Records from a point annotation dataset
################
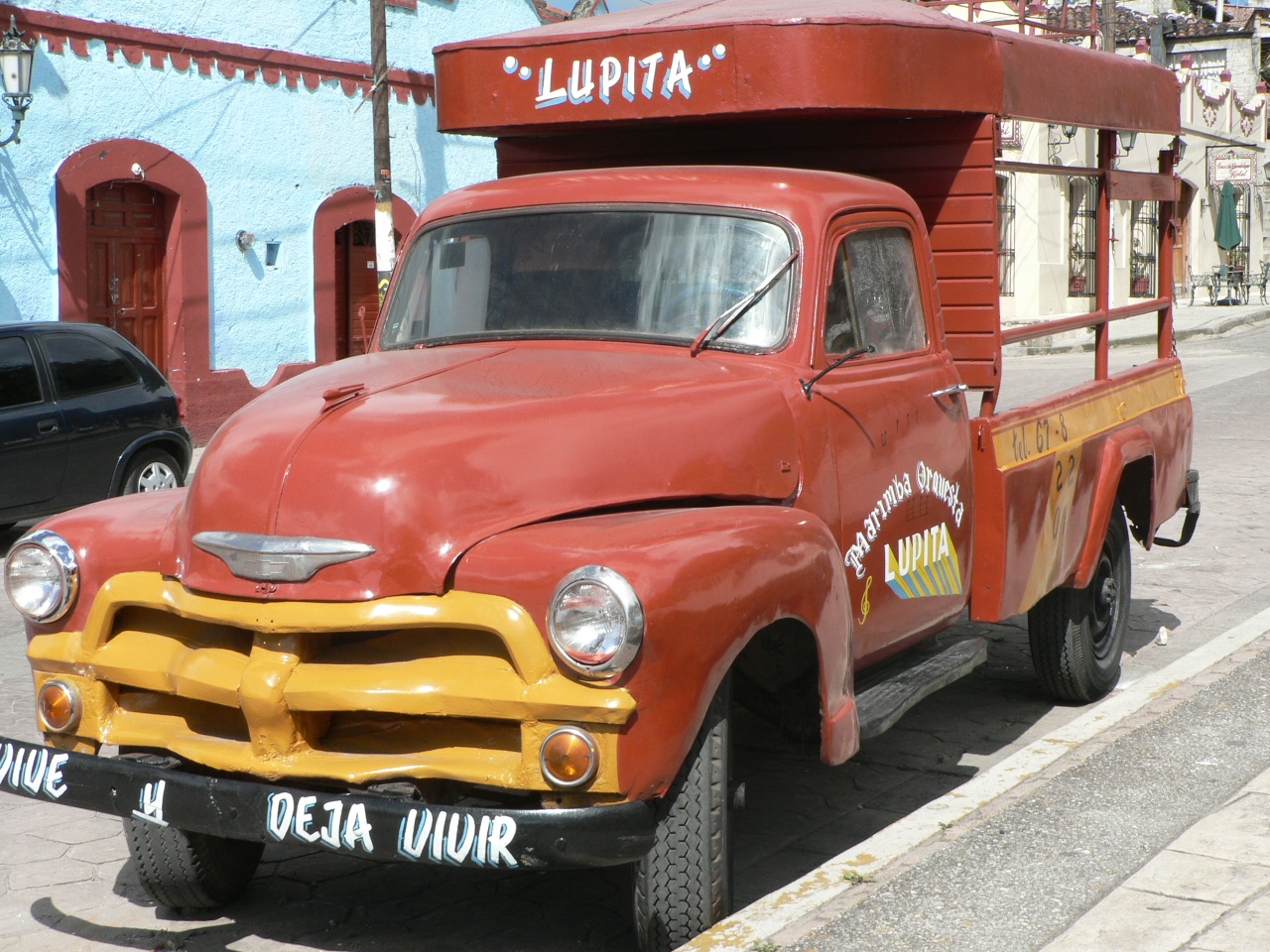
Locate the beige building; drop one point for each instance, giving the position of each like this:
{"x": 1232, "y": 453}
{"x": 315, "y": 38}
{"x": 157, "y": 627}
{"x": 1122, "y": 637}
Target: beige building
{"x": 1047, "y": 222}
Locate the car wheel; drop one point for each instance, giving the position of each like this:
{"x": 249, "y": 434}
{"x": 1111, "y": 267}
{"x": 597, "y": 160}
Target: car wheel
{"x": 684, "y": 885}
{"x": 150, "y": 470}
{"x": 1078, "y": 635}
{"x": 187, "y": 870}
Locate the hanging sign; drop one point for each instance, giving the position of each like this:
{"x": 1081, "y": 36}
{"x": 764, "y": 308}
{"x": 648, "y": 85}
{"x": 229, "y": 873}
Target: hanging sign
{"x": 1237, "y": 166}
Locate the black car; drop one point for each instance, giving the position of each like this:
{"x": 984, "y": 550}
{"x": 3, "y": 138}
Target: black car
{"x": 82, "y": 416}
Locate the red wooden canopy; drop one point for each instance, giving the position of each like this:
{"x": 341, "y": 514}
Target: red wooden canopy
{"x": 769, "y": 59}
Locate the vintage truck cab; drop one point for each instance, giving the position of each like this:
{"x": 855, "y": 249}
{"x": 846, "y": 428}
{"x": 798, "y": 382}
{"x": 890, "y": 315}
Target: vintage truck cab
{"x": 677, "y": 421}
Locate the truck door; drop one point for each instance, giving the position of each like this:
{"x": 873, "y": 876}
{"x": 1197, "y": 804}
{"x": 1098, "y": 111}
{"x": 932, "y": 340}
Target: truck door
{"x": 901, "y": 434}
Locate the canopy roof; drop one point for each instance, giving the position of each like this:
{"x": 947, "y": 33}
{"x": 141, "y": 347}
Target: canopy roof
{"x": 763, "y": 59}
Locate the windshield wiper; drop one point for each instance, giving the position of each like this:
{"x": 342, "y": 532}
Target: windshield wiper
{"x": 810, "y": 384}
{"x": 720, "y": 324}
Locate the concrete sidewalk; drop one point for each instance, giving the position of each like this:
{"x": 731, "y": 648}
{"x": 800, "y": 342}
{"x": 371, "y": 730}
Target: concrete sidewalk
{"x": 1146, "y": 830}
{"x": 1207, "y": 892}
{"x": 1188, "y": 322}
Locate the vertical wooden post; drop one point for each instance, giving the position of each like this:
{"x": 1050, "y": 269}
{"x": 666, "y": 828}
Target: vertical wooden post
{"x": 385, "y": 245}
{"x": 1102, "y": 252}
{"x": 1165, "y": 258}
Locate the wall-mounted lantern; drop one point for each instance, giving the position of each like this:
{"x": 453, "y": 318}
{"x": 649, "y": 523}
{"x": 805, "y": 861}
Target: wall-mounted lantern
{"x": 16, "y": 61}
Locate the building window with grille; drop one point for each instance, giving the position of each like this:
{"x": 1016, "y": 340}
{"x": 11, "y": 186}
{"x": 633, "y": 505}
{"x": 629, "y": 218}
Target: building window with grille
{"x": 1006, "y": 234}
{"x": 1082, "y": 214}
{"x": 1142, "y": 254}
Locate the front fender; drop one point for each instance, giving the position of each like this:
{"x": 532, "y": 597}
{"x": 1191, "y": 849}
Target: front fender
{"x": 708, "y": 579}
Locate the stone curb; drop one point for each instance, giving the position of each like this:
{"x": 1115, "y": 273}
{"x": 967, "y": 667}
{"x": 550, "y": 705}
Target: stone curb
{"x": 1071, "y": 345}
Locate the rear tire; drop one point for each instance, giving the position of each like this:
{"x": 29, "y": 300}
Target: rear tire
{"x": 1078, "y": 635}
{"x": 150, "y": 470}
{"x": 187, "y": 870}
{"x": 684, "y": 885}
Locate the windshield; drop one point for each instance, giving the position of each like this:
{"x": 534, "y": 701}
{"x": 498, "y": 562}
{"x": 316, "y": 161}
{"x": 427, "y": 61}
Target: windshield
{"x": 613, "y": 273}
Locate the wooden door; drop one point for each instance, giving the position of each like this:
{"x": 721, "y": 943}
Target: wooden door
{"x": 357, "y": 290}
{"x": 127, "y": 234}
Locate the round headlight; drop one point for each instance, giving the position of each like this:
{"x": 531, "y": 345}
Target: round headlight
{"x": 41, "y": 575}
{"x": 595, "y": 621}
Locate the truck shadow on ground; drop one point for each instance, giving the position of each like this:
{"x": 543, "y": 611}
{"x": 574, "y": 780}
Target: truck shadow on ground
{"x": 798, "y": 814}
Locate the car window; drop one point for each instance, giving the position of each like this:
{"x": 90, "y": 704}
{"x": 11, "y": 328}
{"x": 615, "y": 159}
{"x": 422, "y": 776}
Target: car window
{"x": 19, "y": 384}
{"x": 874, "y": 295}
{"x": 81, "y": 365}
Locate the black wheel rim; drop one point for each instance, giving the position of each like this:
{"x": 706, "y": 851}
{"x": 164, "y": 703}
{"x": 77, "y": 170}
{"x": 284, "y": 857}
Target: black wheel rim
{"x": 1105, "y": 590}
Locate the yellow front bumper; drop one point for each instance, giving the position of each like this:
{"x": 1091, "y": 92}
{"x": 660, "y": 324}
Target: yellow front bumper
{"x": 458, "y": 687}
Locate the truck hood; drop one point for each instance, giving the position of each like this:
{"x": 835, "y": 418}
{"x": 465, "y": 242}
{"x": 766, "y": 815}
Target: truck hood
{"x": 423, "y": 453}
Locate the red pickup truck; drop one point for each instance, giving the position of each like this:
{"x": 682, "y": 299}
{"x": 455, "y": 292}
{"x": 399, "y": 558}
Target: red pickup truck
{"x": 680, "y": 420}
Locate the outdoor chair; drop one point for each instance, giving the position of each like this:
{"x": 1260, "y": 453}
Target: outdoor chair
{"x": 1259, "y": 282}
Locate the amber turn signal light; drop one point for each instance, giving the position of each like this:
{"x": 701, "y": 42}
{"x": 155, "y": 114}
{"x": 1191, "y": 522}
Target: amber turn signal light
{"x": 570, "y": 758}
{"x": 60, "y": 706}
################
§ Work to complete
Transcribe the lines starting at the one that contains "Locate the wooden" and ending at the final line of the records, with both ends included.

§ Response to the exercise
Locate the wooden door; drop one point for each instance, giving the position of each like this:
{"x": 721, "y": 943}
Target: wooden door
{"x": 357, "y": 290}
{"x": 127, "y": 234}
Locate the round headlight; drop one point for each instance, giving the position of each like this:
{"x": 531, "y": 345}
Target: round headlight
{"x": 41, "y": 575}
{"x": 595, "y": 621}
Locate the truck shadow on ground; drop one point for each instance, giving the position of each like this:
{"x": 543, "y": 611}
{"x": 574, "y": 780}
Target: truck shadow on ground
{"x": 798, "y": 814}
Locate the car window; drop one point for each instance, giving the position of each like this:
{"x": 90, "y": 704}
{"x": 11, "y": 328}
{"x": 615, "y": 159}
{"x": 422, "y": 776}
Target: car window
{"x": 19, "y": 384}
{"x": 874, "y": 295}
{"x": 81, "y": 365}
Locate the black wheel rim; drop one point for each instance, giving the position of each like this:
{"x": 706, "y": 851}
{"x": 164, "y": 703}
{"x": 77, "y": 170}
{"x": 284, "y": 857}
Target: black wheel rim
{"x": 1105, "y": 590}
Locate the yellow front bumper; drop one point for each instance, giving the position of each like this:
{"x": 1091, "y": 92}
{"x": 660, "y": 324}
Target: yellow front bumper
{"x": 458, "y": 687}
Locate the truck hood; drop one point for each instance, giving the position of each like this:
{"x": 835, "y": 418}
{"x": 465, "y": 242}
{"x": 766, "y": 815}
Target: truck hood
{"x": 423, "y": 453}
Locate the red pickup truck; drop one point for each instance, giving the position of each like this:
{"x": 682, "y": 299}
{"x": 455, "y": 292}
{"x": 399, "y": 558}
Target: red pickup truck
{"x": 680, "y": 420}
Locate the outdoor chair; drop one point for each instance, giving the position of each like this:
{"x": 1260, "y": 453}
Target: outdoor chair
{"x": 1259, "y": 282}
Locate the amber turn signal light; drop one point for each instance, giving the position of each like this:
{"x": 701, "y": 42}
{"x": 155, "y": 114}
{"x": 1191, "y": 522}
Target: amber turn signal light
{"x": 570, "y": 758}
{"x": 60, "y": 706}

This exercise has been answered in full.